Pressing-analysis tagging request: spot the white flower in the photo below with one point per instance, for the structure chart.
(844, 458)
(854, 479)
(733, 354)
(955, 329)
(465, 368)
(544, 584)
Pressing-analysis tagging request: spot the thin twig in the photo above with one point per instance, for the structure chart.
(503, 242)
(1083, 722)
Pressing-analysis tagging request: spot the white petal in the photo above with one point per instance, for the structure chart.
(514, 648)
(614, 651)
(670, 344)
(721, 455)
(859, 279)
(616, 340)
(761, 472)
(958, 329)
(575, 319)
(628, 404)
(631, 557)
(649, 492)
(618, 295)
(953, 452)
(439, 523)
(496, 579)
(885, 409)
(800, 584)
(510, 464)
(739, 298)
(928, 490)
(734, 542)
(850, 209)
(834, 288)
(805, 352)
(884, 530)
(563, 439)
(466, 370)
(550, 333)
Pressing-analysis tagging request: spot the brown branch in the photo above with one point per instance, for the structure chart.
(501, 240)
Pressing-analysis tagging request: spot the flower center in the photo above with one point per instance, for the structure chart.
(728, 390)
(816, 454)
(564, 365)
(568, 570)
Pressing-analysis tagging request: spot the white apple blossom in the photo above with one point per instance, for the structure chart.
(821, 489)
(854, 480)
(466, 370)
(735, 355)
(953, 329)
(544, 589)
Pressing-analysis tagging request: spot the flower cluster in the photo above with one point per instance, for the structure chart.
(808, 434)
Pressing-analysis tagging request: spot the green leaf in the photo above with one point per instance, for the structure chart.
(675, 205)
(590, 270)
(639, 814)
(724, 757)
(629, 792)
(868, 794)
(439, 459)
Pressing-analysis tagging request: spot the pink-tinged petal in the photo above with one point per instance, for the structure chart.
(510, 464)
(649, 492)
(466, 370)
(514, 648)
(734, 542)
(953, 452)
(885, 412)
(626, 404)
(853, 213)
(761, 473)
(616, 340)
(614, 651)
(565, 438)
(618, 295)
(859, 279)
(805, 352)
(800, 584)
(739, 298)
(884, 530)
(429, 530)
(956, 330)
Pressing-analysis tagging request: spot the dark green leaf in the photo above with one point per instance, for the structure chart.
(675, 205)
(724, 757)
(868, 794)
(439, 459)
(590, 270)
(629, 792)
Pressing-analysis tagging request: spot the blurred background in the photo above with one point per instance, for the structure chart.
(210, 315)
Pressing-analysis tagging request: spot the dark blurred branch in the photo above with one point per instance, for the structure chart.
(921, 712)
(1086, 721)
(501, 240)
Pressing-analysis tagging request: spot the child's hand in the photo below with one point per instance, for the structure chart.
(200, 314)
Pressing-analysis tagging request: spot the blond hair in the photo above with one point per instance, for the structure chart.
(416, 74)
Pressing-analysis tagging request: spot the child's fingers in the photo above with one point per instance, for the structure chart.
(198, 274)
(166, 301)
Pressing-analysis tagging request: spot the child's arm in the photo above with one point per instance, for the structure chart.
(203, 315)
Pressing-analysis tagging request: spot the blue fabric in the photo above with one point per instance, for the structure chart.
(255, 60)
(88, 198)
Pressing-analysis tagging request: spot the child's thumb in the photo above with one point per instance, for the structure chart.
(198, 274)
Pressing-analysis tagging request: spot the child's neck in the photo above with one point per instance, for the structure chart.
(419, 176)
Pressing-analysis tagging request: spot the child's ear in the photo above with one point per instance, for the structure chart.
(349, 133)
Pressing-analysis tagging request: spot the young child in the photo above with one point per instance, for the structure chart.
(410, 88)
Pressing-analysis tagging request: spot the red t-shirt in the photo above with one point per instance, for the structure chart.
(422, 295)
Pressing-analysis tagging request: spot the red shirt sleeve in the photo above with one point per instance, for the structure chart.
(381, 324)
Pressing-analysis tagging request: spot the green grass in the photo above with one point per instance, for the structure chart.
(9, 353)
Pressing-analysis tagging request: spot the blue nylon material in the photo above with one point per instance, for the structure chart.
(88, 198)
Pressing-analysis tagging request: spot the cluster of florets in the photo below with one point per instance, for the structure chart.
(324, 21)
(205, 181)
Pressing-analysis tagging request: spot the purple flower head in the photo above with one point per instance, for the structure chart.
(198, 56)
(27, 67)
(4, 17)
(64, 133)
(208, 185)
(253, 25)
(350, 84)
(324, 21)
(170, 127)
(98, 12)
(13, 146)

◆ **Exercise requirements**
Write out all the records above again, swapping every "structure chart" for "layout diagram" and keeping everything else the same.

◆ **Result for this task**
Pressing-analysis tagging request: spot the white flower in the photo below with one point per instance, for the layout diagram.
(844, 458)
(854, 479)
(733, 354)
(955, 329)
(465, 368)
(544, 584)
Pressing-analysis tagging request: spot the thin twig in the photo above with one point per instance, for the layout diagram.
(503, 242)
(1083, 722)
Pressing-analysis tagging request: spot the white petal in the photo above with one point per instance, for the layout diagram.
(514, 648)
(614, 651)
(670, 344)
(721, 455)
(859, 279)
(616, 340)
(761, 472)
(958, 329)
(575, 319)
(628, 404)
(631, 557)
(649, 492)
(618, 295)
(953, 452)
(439, 523)
(496, 579)
(885, 409)
(800, 584)
(510, 464)
(739, 298)
(928, 490)
(734, 542)
(850, 209)
(834, 288)
(805, 352)
(884, 530)
(563, 439)
(466, 370)
(550, 333)
Pressing-analysis tagging request: spot the brown branch in the photo above with one point per instance, for the layout diagram.
(501, 240)
Pressing-analysis tagging request: spot the flower center in the photo above with one point per instance, for the layout diagram.
(728, 390)
(816, 454)
(564, 365)
(568, 570)
Pressing-analysis tagging request: spot the white apple blossom in the photo above with one point per instance, for the layout diagram.
(821, 489)
(854, 480)
(466, 370)
(735, 355)
(953, 329)
(544, 589)
Pressing-analysis tagging request: spot the flower cluster in the photo above with one point per instance, for the layout diagram.
(808, 434)
Pressing-analysis tagging request: spot the green leaf in the photo above with one point per instance, for the layout diagram.
(675, 205)
(590, 270)
(639, 814)
(724, 757)
(629, 792)
(868, 794)
(439, 459)
Pressing-analysis tagging request: spot the pink-tinged petal in the photo above with one point per instance, for the layout diagram.
(510, 464)
(649, 492)
(466, 370)
(514, 648)
(734, 542)
(953, 452)
(885, 412)
(626, 404)
(853, 213)
(761, 473)
(616, 340)
(614, 651)
(565, 438)
(618, 295)
(859, 279)
(805, 352)
(800, 584)
(739, 298)
(884, 530)
(429, 530)
(956, 330)
Pressing-analysis tagging request: spot the dark green leaf in the photo above with one point per instance, for the layout diagram.
(675, 205)
(724, 757)
(868, 794)
(439, 459)
(590, 270)
(629, 792)
Pressing-analysis tagging request: spot the blurred background in the photo above with one point per instance, for the layout diagram.
(210, 315)
Pressing-analysis tagging request: spot the dark blurred branch in the photo above with one point per instance, for the layout diagram.
(921, 712)
(1086, 721)
(501, 240)
Pressing-analysis tagging request: spot the child's hand in the photo below with one point per instance, for the layout diagram.
(200, 314)
Pressing-analysis tagging request: spot the blond hair in the photo above with one point per instance, for the layout diagram.
(416, 74)
Pressing-analysis tagging request: spot the child's fingers in the photo above with one point per instance, for the layout diagram.
(198, 274)
(166, 301)
Pressing-analysis tagging request: spot the child's arm in the photo above with one point per instance, for the layout diagram.
(203, 315)
Pressing-analysis tagging request: spot the blue fabric in the photo above with one point per instance, for the layout diagram.
(255, 60)
(88, 198)
Pressing-analysis tagging request: spot the child's thumb in the photo above with one point per instance, for the layout diagram.
(198, 274)
Pressing-analysis tagging request: spot the child's neck in the photo above with one point per instance, for the layout diagram.
(419, 176)
Pressing-analysis tagging request: spot the child's ear in the photo above with one point per instance, for the layout diagram.
(349, 133)
Pressing-analysis tagging request: spot the young child in the photo above with one point per instance, for the layout diagram.
(410, 88)
Pressing-analysis tagging request: spot the red t-shirt in the photo above with one point per instance, for the layout diagram.
(422, 295)
Pressing-analysis tagging request: spot the red shirt sleeve in the photo above with one point per instance, for the layout diagram.
(381, 324)
Pressing-analysis tagging request: spot the green grass in the photo above with one point per instance, for the layout diagram.
(9, 353)
Pressing-analysis tagging request: spot the blue nylon material in the photo above with one point per instance, for the layout diagram.
(88, 198)
Pressing-analysis tagging request: spot the cluster of florets in the photo below with one point per instance, for the layout diagram.
(324, 21)
(205, 181)
Pressing-analysis tagging request: spot the purple flower head in the photo above with one point per instance, for the layout diagram.
(198, 56)
(27, 67)
(4, 17)
(64, 133)
(208, 185)
(253, 25)
(350, 84)
(324, 21)
(170, 127)
(98, 12)
(13, 146)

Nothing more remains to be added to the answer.